*TASK PROMPT:*
What you give back must match the data character for character.

Data excerpts:
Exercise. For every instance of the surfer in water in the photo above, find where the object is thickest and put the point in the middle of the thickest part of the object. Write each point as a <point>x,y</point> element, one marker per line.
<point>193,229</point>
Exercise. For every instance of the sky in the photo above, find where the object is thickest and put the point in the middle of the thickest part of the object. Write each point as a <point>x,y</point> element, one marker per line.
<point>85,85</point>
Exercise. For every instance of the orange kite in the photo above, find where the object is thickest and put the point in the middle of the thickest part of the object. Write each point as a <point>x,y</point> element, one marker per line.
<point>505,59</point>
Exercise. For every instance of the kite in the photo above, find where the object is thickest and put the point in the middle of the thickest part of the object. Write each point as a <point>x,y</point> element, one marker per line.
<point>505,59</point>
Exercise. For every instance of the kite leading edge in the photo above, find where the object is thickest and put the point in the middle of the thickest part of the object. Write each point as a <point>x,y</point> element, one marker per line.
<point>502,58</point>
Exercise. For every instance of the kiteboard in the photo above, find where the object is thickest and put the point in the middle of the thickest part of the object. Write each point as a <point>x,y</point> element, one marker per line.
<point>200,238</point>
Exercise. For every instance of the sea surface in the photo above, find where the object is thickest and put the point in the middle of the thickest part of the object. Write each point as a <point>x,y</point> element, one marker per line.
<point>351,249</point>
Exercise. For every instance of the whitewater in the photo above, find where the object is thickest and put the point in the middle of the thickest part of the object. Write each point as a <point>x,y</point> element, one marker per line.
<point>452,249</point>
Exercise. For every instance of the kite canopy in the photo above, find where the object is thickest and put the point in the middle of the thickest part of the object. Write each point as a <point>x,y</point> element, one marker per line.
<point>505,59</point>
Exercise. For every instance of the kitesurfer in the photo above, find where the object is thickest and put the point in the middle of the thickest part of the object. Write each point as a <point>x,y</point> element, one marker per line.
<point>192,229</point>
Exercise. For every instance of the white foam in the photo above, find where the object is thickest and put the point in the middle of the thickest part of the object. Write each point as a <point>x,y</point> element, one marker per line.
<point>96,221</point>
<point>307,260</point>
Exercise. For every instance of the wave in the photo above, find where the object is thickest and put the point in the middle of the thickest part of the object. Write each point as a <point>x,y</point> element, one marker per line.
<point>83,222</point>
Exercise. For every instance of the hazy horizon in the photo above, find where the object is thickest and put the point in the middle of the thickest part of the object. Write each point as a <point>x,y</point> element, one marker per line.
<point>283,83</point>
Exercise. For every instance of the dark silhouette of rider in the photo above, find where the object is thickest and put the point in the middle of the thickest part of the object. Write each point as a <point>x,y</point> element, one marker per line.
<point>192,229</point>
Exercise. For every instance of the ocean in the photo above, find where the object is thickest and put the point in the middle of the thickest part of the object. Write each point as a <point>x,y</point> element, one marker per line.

*EXPECTED ANSWER:*
Exercise. For every instance of the surfer in water in the photo above, find where the object is thickest and put the point in the middle of the thickest part of the object. Write each point as a <point>x,y</point> element, one marker per line.
<point>193,229</point>
Exercise. For every instance of the sky in the photo above, find where the object is thickest and put the point in the middle of the thickest part of the object. Write each point as a <point>x,y</point> element, one marker per line.
<point>85,85</point>
Exercise. For every instance of the orange kite in the photo above, find where the object is thickest and put the point in the middle of the thickest part of the object. Write each point as a <point>x,y</point> element, one marker per line.
<point>505,59</point>
Exercise. For every instance of the kite in the photo above, find where the object is thickest and put the point in the middle of the thickest part of the object. Write each point as a <point>x,y</point> element, one marker per line.
<point>505,59</point>
Exercise. For every instance of the kite leading edge in the photo above, find where the object is thickest and put the point in the middle of the thickest part of the object. Write each point as a <point>x,y</point> element, one marker per line.
<point>502,58</point>
Exercise. For every instance of the kiteboard in the photo above, find where the object is thickest and put the point in the middle of the thickest part of the object. Write each point as a <point>x,y</point> element, one marker per line.
<point>200,238</point>
Exercise. For every instance of the sea surface in the photo above, find where the object is thickest and put the point in the middle of the thickest part of the object. Write each point as a <point>x,y</point> element, one marker per line.
<point>351,249</point>
Exercise. For every instance of the whitewater in the photo above, find where the object is thickest and put the point in the middle of the thickest part of the object. Write each point as a <point>x,y</point> element, one marker per line.
<point>452,249</point>
Exercise. For every instance of the kite canopy in the photo above, find where the object is thickest and put the point in the middle of the thickest part of the object. Write each point as a <point>x,y</point> element, one marker per line.
<point>505,59</point>
Exercise. For every instance of the kitesurfer in the photo above, find where the object is thickest and put the point in the middle of the thickest part of the object. Write each point as a <point>x,y</point> element, one marker per line.
<point>192,229</point>
Exercise. For every instance of the white foam in the photo above, find where the object is thickest and put the point in the middle of the thickest part of the object. Write each point as a <point>x,y</point> element, one marker per line.
<point>96,221</point>
<point>307,260</point>
Exercise. For every instance of the wave in the photo above, find where the object is thickest and put the point in the middle of the thickest part of the object. Write each point as a <point>x,y</point> element, one marker per line.
<point>83,222</point>
Exercise. For every instance of the hazy horizon in the photo above, find where the object is thickest and put the point in the middle of the thickest part of the object. Write each point as a <point>x,y</point> element, one marker per line.
<point>283,83</point>
Exercise. For every instance of the dark silhouette of rider in the photo above, find where the object is thickest and put the point in the middle of the thickest part of the object. Write each point as a <point>x,y</point> element, one marker per line.
<point>192,229</point>
Exercise. For every instance of the ocean in the photo above, find where the object is thickest and put the point in the middle of the thickest part of the object. Write each point as a <point>x,y</point> element, one marker per line.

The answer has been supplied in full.